> **EXERCISE OBJECTIVE**: For this exercise, copy out each line of the material below that includes "small".
----------
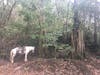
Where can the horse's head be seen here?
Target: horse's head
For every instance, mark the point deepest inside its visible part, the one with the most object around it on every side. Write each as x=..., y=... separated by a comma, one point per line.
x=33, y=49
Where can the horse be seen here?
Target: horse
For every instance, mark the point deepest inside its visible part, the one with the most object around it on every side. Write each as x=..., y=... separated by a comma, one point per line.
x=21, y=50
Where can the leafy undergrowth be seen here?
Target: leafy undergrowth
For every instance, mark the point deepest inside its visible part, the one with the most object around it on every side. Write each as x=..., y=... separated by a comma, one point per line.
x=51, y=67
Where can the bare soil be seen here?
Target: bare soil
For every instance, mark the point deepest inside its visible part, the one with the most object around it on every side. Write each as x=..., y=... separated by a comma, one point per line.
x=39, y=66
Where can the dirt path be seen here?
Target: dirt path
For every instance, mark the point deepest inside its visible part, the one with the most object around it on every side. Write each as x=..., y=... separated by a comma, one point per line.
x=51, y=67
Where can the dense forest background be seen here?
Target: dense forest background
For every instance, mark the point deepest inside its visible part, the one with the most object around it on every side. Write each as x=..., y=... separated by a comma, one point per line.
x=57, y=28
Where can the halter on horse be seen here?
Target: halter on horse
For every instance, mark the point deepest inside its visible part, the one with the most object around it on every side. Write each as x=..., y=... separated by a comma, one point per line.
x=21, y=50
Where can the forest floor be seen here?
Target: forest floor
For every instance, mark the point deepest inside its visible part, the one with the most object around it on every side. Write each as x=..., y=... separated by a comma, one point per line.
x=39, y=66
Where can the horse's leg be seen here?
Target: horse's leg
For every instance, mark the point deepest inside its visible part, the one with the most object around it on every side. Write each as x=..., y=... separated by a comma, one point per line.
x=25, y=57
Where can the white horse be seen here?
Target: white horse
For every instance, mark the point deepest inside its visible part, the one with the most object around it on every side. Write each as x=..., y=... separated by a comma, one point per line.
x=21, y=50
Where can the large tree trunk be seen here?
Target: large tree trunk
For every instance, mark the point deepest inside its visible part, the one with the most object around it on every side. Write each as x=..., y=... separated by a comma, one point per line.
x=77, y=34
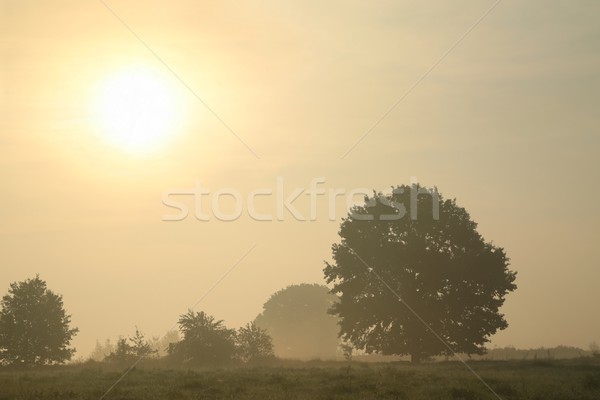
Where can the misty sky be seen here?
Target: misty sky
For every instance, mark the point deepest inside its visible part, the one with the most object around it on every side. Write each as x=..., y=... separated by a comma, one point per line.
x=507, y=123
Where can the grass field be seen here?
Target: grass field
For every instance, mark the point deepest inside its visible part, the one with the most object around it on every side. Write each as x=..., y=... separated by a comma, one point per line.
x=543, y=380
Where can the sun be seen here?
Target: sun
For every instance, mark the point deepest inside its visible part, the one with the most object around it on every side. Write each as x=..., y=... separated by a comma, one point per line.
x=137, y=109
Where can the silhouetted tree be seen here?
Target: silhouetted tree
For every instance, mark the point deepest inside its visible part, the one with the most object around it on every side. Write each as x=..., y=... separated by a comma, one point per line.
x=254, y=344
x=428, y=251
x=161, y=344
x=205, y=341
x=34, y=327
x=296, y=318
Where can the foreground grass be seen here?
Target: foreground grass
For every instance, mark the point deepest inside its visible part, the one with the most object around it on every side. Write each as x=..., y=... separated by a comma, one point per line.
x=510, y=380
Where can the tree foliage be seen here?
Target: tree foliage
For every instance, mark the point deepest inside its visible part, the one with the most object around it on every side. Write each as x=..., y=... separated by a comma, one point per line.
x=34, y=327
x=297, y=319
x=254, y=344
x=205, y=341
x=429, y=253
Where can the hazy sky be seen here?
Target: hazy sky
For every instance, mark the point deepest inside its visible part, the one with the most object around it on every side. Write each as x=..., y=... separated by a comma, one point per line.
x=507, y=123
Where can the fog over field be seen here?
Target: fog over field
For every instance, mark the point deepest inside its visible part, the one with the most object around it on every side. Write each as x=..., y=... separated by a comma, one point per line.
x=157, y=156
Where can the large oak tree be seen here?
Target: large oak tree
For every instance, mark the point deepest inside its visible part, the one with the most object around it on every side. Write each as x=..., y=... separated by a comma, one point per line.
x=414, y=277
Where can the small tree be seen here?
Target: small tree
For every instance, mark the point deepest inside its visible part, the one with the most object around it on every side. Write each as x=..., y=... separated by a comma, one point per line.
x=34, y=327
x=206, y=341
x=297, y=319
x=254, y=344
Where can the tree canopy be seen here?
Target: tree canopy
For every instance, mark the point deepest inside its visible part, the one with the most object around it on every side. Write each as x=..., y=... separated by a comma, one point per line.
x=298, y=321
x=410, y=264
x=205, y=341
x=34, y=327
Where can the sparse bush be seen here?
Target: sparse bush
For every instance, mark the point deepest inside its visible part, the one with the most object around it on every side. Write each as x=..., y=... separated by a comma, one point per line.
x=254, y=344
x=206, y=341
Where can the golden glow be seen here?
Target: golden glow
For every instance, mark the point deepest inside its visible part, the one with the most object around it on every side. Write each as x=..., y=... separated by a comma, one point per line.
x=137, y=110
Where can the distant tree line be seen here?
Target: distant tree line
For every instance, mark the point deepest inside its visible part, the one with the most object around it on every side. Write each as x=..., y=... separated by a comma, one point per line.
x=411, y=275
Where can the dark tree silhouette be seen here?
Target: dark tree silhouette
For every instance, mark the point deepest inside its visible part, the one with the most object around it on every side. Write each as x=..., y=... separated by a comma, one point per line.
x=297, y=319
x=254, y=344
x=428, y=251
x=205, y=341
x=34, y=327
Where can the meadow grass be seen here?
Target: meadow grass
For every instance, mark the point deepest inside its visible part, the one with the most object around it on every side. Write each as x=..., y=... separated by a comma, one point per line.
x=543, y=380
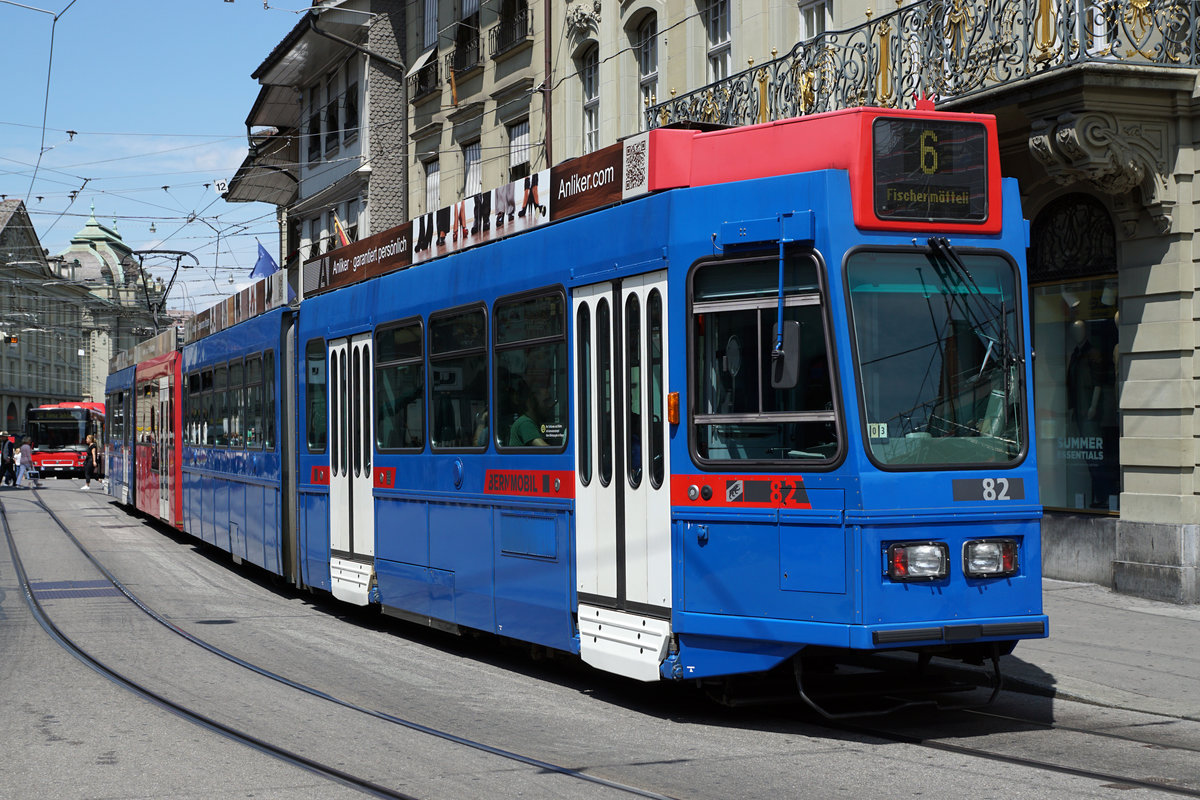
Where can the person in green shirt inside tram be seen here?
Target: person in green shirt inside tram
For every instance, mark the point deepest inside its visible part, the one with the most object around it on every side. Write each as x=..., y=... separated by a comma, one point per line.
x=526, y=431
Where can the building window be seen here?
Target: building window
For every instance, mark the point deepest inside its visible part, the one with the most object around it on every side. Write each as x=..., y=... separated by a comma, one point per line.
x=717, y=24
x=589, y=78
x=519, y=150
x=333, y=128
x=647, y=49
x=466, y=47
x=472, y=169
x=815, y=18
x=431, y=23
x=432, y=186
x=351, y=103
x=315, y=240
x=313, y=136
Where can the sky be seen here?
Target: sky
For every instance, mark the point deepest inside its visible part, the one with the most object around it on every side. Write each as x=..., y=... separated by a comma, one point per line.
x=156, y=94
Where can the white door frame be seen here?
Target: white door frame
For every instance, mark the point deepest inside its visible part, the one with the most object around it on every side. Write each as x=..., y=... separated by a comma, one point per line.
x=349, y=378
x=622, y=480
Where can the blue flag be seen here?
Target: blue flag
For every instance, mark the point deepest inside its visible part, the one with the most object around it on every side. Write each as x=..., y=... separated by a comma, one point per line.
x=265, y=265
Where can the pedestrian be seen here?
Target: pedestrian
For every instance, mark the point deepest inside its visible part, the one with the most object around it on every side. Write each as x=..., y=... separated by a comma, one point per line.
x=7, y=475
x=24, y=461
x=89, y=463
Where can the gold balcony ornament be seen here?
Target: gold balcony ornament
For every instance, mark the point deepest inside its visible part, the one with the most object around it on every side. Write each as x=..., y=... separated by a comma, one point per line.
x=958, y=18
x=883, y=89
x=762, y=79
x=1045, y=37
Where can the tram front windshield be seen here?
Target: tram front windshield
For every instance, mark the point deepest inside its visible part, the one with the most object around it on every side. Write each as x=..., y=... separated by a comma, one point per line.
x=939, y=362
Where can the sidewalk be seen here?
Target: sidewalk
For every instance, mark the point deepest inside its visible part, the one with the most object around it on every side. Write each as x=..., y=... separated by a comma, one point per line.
----------
> **ANSWER TO THE PROBLEM**:
Where can the small tree be seen here?
Target: small tree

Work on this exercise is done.